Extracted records
— begin —

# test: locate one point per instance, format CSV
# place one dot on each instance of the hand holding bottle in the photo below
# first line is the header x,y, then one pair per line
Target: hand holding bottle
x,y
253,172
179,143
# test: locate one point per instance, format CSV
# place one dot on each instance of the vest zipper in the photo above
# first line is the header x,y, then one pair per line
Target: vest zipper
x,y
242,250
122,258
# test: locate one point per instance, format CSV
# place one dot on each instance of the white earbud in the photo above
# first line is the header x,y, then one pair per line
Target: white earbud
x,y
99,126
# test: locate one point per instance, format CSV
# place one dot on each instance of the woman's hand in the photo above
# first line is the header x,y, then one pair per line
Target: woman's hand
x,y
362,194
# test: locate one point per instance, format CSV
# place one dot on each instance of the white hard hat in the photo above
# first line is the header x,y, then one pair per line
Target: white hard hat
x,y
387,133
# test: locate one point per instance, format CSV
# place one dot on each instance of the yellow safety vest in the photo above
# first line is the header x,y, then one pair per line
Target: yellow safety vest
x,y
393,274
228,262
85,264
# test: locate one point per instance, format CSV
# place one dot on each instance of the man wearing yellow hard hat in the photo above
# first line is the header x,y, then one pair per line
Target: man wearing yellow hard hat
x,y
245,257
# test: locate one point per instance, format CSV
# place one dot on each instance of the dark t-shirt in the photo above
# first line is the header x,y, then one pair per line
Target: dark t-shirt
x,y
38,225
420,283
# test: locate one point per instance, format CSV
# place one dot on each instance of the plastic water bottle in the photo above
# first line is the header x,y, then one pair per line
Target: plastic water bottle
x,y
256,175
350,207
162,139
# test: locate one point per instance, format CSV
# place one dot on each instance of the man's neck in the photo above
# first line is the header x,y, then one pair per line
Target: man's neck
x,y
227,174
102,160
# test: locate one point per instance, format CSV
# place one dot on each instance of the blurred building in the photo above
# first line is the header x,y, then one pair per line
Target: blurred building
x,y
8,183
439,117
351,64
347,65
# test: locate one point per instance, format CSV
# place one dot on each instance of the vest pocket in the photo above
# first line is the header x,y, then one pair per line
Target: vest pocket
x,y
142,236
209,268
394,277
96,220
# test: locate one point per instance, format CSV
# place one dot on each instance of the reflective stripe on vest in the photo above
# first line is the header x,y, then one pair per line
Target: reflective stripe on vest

— end —

* **WRITTEN EXERCISE**:
Please output the entries above, every line exactly as it reads.

* **RESULT OF THIS EXERCISE**:
# test: locate one point per instance, format CSV
# place one dot on each instance of the hand holding bottle in the photo below
# first line is the header x,y, then one pair per line
Target: hand holding bottle
x,y
253,172
179,143
# test: locate one point per instance, format CSV
# place one dot on each instance of the vest zipper in the photo above
# first line is the header x,y, then one pair per line
Target: vest zipper
x,y
242,250
122,258
# test: locate one point per instance, format CSV
# place one dot on each instance of the white earbud in the photo above
# first line is the header x,y, then one pair per line
Target: white earbud
x,y
99,126
# test: locate one point per instance, format CSV
# place one dot on each instance of the woman's hand in the photo above
# first line is the header x,y, then one pair per line
Target: woman's hand
x,y
362,194
# test: locate one point per instance, format CSV
# place one dot on each instance of the white hard hat in the photo above
# first line is the header x,y, then one pair per line
Target: white hard hat
x,y
387,133
# test: locate one point per instance, format CSV
# place one dot on each instance of the yellow safety vest in the photo above
# first line is the header x,y, then one pair per line
Target: yellow safety vest
x,y
393,274
228,262
85,264
# test: locate one point per instance, format CSV
# place one dot on each instance of the man wearing yellow hard hat in the photo above
# first line is the header x,y, then one pair per line
Target: man wearing yellow hard hat
x,y
245,257
# test: locate one point per instance, format CSV
# place one dot on each instance of the dark t-shirt in the photo above
# first line is the header x,y, then one pair per line
Target: dark t-shirt
x,y
38,225
420,283
# test: locate one point per instance, format CSV
# place one dot on each instance of the plastic water bottle in the photo above
# first line is the header x,y, then one pair per line
Target: plastic water bottle
x,y
256,175
350,207
162,139
# test: locate one point per instance, format CSV
# place one dot on each instance of the man's neck in the photo above
# first line is the header x,y, then one pair per line
Target: man's neck
x,y
227,174
102,160
# test: locate one point per instance, format CSV
# place one dot on each instance of the blurred building in the photo above
# first line is the header x,y, then one pair per line
Target: blurred building
x,y
8,183
439,117
351,64
347,65
# test: locate one point per instance, format CSV
# place one dot on each instance of the vest pocket in the photo above
# first line is the header x,y, then one pair per line
Target: vest pocket
x,y
142,236
209,268
394,277
96,220
# test: locate one point per instance, format CSV
# place one dot on each instance of the reflective stripe on vest in the photo above
# first line is the header x,y, then one pair per line
Target: reflective stripe on vest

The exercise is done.